— Start Excerpt provided —
Mr Sumberg was commenting on the annual report on the EU's budget by the
European Court of Auditors (ECA). The budget is worth around £100bn a year, into
which the UK pays more than £10bn a year. In its report, the Court draws two
main conclusions:
For the 14th
consecutive year, there are substantial irregularities in the EU's budget owing
to fraud and mismanagement. The ECA said that "The Court's audit opinions on the
EU accounts and the transactions underlying these accounts are similar to
previous years. The estimated error rates in some spending...have fallen -
however not enough to affect the overall picture." Of the samples undertaken by
the ECA, 54% of the Structural Funds projects and 31% of agricultural transfers
were subject to "errors" in 2007.
While there are "weaknesses in the accounting systems", the Court notes that the
Commission has made improvements in its internal book-keeping.
— End Excerpt provided —
— Start Input data —
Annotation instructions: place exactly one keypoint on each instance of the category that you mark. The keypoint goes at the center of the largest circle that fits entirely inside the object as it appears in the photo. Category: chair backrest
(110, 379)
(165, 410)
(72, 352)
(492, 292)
— End Input data —
- [Jobs]:
**a.** Gather every line in the entries that contains the string "Annotation". Case counts.
**b.** Continue the passage on the European Court of Auditors' report on the EU budget, starting right after its final sentence.

- [Results for the exercise]:
**a.**
Annotation instructions: place exactly one keypoint on each instance of the category that you mark. The keypoint goes at the center of the largest circle that fits entirely inside the object as it appears in the photo. Category: chair backrest

**b.**
"While the Commission's improved book keeping is a step in the right direction,
the most fundamental flaws remain: the EU's budget is misspent, badly targeted
and wide open to fraud. There has hardly been any improvement in terms of the
actual amount of taxpayers' money that is being wasted on fraud," said Mr
Sumberg.
The budget is dominated by two failing policies which even the current UK
Government is essentially opposed to: the Common Agricultural Policy, and the
so-called Structural Funds. The sheer size and complexity of these two top-down
spending programmes means the EU's budget is highly prone to fraud and
mismanagement.
Moreover, funding that may be classified as legal is often spent on projects
that are of little or no economic value.
To illustrate the wastefulness of the EU's budget, the Think Tank Open Europe
has published a list detailing 100 examples of EU waste and fraud. The list can
be obtained here:
www.openeurope.org.uk/research/top100waste.pdf
Agriculture
The Court concluded that agricultural spending remains "affected by a material
level of error of legality". Out of 196 transactions of agricultural subsidies
it examined, 61 were affected by error. 40 of these errors (two thirds) were
classified as 'serious'.
The Court noted that rural development expenditure, which amounted to 12.4 bn
euros in 2007, is "particularly prone to errors" because of the complexity
involved in complying with EU rules.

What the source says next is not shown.